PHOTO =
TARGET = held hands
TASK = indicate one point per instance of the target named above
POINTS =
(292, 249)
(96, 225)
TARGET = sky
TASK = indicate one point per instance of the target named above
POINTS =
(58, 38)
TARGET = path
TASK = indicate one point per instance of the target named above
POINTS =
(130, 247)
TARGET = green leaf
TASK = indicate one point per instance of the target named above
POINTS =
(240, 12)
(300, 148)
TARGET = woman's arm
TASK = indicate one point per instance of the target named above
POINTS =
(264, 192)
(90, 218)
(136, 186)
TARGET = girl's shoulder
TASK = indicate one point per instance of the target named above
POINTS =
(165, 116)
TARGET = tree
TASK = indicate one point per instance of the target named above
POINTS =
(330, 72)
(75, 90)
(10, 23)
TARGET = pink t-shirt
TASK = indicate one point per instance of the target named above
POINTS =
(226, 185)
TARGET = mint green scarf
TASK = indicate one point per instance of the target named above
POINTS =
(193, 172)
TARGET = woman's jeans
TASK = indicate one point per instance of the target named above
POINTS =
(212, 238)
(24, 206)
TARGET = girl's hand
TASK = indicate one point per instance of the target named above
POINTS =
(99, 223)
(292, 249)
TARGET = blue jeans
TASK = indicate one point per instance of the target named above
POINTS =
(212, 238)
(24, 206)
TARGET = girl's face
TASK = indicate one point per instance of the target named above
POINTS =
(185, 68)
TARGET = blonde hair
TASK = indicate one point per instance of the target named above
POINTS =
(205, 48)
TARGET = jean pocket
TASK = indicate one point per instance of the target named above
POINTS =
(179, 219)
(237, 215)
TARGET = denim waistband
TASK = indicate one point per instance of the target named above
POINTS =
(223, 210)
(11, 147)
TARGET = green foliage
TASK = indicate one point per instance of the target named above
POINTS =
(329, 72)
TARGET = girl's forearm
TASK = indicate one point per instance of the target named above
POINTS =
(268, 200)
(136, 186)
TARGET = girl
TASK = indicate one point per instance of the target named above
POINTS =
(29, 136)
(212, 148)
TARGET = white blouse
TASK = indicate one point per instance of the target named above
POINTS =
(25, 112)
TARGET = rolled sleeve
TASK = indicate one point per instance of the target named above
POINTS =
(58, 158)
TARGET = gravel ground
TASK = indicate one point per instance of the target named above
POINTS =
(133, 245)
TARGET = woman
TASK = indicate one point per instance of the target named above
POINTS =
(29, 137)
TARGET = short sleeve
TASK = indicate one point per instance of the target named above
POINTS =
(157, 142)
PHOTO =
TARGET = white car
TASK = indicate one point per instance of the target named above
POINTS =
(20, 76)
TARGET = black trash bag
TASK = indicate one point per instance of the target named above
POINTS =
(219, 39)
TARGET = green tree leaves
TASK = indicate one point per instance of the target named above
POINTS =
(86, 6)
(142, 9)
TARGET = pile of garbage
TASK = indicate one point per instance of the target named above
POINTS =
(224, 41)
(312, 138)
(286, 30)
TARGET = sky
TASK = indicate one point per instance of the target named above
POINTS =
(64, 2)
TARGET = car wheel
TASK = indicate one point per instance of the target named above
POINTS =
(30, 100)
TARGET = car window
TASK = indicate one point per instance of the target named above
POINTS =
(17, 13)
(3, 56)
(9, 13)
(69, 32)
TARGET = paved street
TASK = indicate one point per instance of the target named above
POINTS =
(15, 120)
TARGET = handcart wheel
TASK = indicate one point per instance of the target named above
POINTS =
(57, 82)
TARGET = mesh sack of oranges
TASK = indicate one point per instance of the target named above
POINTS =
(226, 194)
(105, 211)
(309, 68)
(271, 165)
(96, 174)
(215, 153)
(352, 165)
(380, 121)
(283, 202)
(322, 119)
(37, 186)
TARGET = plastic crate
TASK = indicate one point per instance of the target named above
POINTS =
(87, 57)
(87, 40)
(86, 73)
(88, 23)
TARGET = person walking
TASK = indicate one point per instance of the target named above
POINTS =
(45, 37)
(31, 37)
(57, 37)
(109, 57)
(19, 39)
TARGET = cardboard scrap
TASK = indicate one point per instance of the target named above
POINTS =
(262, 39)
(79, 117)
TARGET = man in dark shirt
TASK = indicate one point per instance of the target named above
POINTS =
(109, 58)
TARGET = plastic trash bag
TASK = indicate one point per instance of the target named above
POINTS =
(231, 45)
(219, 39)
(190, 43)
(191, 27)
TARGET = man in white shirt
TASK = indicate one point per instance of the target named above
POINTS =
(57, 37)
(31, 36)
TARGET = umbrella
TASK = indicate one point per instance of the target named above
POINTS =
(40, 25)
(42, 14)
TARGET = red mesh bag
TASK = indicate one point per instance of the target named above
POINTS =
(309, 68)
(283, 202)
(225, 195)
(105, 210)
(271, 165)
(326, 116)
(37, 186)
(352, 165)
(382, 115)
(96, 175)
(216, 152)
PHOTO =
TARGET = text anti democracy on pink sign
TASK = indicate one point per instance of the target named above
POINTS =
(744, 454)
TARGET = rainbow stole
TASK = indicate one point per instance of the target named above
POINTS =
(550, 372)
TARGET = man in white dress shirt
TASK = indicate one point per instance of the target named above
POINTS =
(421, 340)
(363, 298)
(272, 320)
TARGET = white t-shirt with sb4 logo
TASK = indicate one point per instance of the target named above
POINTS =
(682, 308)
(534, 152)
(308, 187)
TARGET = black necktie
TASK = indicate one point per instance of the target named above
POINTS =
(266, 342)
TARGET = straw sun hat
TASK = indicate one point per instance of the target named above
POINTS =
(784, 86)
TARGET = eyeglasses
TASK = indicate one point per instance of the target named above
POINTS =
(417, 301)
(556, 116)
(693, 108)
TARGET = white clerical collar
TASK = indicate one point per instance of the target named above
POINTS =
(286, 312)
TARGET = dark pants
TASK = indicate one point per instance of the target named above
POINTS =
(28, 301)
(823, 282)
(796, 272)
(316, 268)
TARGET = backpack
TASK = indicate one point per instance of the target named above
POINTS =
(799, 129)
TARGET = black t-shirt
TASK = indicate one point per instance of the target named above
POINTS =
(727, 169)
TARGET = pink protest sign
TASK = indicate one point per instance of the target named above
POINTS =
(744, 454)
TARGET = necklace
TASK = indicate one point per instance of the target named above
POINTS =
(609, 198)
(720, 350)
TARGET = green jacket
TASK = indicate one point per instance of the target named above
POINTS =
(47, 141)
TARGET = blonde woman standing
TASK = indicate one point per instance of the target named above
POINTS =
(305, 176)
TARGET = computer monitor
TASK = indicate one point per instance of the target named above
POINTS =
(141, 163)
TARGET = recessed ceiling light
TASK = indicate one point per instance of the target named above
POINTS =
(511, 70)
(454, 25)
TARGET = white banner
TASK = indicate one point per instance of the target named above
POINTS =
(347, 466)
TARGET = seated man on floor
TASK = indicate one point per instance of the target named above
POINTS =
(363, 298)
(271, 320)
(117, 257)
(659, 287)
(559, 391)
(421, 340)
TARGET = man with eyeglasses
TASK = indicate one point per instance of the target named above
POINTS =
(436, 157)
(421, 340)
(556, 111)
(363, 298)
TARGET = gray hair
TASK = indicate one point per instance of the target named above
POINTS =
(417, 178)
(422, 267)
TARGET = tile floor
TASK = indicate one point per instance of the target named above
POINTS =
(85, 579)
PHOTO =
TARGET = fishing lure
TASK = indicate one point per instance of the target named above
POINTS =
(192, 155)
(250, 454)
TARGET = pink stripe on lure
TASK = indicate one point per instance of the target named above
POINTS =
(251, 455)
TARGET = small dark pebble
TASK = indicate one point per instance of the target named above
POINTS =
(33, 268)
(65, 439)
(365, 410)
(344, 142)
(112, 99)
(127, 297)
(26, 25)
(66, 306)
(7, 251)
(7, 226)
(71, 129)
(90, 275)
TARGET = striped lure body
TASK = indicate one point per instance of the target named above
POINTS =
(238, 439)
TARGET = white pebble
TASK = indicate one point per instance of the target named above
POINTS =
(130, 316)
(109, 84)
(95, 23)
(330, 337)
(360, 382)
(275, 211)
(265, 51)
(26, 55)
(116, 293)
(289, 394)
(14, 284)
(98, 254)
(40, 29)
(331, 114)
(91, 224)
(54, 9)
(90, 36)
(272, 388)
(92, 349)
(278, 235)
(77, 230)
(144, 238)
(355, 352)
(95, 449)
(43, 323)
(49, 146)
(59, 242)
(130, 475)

# # # # # # #

* **TASK TO CARRY OUT**: The required output is the span of lines from the one containing "TARGET = green jacket" to the last line, reproduced character for character.

* **WRITTEN RESPONSE**:
TARGET = green jacket
TASK = indicate one point per instance of the target named above
POINTS =
(47, 141)
TARGET = blonde woman standing
TASK = indicate one point per instance of the target named above
POINTS =
(305, 176)
TARGET = computer monitor
TASK = indicate one point per instance of the target named above
POINTS =
(141, 163)
TARGET = recessed ceiling light
TASK = indicate one point per instance of the target named above
POINTS =
(511, 70)
(454, 25)
TARGET = white banner
TASK = indicate one point per instance of the target named above
POINTS =
(347, 466)
TARGET = seated man on floor
TASK = indicate one point per instance of the target named above
POINTS =
(363, 298)
(271, 320)
(117, 257)
(659, 287)
(559, 391)
(421, 340)
TARGET = man with eyeglasses
TASK = indicate one point per instance of the target named above
POINTS =
(436, 157)
(421, 340)
(556, 111)
(363, 298)
TARGET = gray hair
TASK = indicate one point per instance of the target named above
POINTS =
(417, 178)
(422, 267)
TARGET = tile floor
TASK = indicate one point per instance of the target named above
POINTS =
(85, 579)
PHOTO =
TARGET = fishing lure
TASK = indicate one point per instance of the target named above
POINTS =
(192, 155)
(250, 454)
TARGET = pink stripe on lure
TASK = indicate one point per instance of the target named above
POINTS =
(251, 455)
TARGET = small dark pebble
TASK = indicate one point per instance of the target named above
POINTS =
(33, 268)
(65, 439)
(365, 410)
(344, 142)
(112, 99)
(127, 297)
(26, 25)
(66, 306)
(7, 251)
(7, 226)
(71, 129)
(90, 275)
TARGET = striped lure body
TASK = indicate one point per instance of the target named above
POINTS =
(238, 439)
TARGET = white pebble
TASK = indicate one point per instance of the target named above
POINTS =
(130, 316)
(109, 84)
(95, 23)
(330, 337)
(360, 382)
(275, 211)
(265, 51)
(26, 55)
(116, 293)
(289, 394)
(14, 284)
(98, 254)
(40, 29)
(331, 114)
(91, 224)
(54, 9)
(90, 36)
(272, 388)
(92, 349)
(278, 235)
(77, 230)
(144, 238)
(355, 352)
(95, 449)
(43, 323)
(49, 146)
(59, 242)
(130, 475)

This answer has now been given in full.